*** Opening of PROVIDED RECORDS ***
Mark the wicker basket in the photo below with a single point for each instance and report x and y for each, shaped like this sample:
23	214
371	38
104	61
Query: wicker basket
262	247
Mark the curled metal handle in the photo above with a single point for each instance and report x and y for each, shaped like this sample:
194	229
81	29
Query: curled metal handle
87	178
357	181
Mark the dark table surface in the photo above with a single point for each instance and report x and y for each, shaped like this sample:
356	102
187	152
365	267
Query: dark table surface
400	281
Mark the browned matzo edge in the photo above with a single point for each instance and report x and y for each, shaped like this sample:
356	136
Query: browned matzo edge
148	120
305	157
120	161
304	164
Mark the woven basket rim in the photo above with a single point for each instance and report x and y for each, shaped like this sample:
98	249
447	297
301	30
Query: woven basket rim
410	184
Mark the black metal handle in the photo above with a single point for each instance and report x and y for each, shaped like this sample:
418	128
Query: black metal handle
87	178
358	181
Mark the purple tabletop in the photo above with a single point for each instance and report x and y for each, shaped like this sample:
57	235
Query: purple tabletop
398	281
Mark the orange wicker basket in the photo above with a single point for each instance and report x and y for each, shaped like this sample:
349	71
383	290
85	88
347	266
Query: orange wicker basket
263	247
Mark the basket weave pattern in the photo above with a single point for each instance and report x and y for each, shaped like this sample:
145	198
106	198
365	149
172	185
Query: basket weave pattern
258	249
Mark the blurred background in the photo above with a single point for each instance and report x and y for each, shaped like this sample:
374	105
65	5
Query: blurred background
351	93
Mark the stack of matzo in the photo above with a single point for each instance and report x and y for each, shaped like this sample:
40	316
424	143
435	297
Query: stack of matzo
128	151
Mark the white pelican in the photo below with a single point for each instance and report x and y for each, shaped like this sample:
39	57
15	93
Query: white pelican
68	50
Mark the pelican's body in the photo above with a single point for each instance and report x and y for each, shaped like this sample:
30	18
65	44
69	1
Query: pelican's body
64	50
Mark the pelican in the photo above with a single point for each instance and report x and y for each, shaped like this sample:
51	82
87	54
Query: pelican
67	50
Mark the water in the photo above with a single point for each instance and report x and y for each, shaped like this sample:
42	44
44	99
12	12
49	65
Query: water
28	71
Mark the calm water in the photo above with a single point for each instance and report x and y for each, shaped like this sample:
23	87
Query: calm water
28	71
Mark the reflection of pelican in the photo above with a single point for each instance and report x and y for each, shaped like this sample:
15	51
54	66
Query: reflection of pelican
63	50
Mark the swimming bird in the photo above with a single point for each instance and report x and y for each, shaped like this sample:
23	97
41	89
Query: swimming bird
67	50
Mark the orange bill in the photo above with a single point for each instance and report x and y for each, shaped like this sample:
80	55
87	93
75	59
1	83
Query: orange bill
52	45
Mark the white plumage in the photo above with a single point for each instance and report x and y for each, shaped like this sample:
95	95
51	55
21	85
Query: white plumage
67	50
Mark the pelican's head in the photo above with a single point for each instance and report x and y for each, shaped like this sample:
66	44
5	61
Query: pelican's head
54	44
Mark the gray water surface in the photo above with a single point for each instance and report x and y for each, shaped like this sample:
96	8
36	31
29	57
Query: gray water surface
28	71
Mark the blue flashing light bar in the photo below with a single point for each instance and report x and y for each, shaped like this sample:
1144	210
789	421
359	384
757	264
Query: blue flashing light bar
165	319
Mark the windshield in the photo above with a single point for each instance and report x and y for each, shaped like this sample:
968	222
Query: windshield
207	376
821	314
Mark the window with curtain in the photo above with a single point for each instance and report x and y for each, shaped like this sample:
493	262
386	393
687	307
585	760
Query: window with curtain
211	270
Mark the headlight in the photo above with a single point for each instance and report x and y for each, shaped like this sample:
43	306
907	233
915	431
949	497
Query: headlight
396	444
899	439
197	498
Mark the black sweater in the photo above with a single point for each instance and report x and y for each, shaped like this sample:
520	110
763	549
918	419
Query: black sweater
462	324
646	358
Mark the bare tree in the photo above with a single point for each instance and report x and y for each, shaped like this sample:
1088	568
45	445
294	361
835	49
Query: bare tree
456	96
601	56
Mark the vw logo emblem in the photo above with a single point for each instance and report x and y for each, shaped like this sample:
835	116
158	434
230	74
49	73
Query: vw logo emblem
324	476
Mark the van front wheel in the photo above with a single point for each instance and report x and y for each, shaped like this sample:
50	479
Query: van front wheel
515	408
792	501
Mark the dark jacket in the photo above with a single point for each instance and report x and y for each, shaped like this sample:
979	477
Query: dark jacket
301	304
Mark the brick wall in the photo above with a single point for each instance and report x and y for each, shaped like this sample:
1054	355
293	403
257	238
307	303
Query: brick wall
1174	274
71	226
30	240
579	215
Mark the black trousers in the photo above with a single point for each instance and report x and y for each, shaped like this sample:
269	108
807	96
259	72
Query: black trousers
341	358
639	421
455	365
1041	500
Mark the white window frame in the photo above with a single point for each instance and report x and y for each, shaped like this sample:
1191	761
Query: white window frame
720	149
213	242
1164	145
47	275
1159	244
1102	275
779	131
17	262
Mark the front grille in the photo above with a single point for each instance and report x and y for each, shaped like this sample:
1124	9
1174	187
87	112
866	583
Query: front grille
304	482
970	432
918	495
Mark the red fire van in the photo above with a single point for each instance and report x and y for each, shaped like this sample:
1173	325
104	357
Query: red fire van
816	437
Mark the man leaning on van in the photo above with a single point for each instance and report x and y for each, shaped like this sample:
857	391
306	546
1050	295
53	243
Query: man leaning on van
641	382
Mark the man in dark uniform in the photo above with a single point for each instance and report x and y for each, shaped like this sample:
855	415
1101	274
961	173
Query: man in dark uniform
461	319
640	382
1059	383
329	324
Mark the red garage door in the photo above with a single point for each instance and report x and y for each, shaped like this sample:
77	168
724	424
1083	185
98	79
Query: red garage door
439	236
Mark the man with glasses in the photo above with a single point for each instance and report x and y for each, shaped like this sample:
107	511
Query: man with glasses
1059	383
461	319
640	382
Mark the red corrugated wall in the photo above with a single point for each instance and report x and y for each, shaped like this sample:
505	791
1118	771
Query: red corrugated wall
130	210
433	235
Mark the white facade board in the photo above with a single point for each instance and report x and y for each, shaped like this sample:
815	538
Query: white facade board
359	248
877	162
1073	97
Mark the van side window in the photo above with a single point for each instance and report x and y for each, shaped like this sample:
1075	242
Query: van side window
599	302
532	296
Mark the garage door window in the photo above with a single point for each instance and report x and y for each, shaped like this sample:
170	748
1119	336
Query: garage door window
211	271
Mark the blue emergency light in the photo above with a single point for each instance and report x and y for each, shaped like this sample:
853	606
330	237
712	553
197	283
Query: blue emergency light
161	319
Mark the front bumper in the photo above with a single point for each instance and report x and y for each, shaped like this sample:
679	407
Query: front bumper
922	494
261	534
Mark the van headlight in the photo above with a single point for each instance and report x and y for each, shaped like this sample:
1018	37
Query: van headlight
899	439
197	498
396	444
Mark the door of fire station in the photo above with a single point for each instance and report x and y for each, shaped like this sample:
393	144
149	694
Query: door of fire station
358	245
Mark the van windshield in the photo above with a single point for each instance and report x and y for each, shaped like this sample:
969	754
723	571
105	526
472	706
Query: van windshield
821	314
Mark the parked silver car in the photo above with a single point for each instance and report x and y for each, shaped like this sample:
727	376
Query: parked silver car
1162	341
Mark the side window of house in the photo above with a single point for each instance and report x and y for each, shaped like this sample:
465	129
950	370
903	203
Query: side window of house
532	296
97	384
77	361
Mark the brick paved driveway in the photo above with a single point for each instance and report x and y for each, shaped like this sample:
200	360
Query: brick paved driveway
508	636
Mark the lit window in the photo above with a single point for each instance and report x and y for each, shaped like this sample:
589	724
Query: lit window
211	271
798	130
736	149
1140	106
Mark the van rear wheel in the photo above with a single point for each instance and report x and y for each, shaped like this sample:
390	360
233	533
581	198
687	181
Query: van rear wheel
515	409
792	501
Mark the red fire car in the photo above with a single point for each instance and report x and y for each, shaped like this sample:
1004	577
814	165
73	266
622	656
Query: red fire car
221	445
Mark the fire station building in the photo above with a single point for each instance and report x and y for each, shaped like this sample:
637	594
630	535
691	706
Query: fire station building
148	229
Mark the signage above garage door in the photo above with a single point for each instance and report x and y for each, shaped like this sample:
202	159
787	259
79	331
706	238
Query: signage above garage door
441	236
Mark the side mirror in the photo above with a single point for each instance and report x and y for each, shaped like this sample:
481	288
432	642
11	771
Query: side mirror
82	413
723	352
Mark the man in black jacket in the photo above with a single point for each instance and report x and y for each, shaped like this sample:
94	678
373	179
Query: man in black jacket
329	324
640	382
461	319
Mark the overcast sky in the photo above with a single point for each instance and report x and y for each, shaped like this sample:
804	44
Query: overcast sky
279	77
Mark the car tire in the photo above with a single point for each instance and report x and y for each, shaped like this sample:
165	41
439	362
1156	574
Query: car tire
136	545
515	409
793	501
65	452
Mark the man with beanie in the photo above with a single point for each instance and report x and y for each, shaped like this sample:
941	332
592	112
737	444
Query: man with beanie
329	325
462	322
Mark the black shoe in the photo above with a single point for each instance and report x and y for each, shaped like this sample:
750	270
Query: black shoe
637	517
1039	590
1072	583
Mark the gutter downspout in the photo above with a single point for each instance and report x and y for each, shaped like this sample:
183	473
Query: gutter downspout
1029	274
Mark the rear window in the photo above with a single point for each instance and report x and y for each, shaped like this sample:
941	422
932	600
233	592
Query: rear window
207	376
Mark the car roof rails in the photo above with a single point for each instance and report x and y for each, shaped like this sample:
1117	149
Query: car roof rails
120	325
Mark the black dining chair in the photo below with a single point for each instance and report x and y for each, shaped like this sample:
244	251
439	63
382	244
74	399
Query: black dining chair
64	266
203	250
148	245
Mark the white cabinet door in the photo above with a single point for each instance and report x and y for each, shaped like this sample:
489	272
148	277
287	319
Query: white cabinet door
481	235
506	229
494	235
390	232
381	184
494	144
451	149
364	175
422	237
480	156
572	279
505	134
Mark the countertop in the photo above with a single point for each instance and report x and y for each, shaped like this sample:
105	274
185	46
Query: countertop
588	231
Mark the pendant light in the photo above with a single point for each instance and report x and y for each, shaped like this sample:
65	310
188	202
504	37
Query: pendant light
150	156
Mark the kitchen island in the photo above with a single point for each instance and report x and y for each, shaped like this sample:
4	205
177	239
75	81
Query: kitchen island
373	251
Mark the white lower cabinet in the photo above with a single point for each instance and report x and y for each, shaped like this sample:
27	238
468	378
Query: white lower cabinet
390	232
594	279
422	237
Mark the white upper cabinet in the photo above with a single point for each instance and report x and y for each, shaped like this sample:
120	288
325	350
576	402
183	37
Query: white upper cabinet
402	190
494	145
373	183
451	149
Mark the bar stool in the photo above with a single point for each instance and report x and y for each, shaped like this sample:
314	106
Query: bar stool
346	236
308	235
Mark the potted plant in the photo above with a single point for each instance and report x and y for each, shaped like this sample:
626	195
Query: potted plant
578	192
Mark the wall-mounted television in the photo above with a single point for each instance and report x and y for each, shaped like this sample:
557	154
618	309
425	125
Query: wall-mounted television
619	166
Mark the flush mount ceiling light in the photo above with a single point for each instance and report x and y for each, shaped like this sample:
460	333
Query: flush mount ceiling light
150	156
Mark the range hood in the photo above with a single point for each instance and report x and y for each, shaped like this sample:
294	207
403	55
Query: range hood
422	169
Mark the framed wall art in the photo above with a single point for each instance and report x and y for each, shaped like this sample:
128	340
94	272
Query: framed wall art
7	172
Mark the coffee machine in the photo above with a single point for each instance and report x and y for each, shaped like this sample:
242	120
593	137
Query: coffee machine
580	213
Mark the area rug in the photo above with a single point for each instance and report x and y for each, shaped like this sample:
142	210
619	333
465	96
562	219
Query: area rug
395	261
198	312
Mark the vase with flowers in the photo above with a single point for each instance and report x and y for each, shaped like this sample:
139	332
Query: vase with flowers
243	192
*** Close of PROVIDED RECORDS ***
• [REQUIRED WORK] Send back exactly the lines from the line with "Mark the range" through the end of the records.

• [RESULT OF THIS EXERCISE]
Mark the range hood in the photo above with a single point for each instance and report x and y for each, shaped like this sample:
294	207
403	55
Query: range hood
422	169
Mark the framed wall art in the photo above with a single point for each instance and report x and y for each, shaped like this sample:
128	340
94	272
Query: framed wall art
7	172
Mark the coffee machine in the photo above with a single point for each instance and report x and y for each, shaped like this sample:
242	120
593	137
Query: coffee machine
580	213
Mark the area rug in the photo above with a single point for each instance and report x and y for each, shaped like this sample:
142	210
619	333
465	96
562	219
Query: area rug
395	261
198	312
Mark the vase with flowers in the photo above with a single point for each instance and report x and y for each, shaped like this sample:
139	332
Query: vase with flowers
243	192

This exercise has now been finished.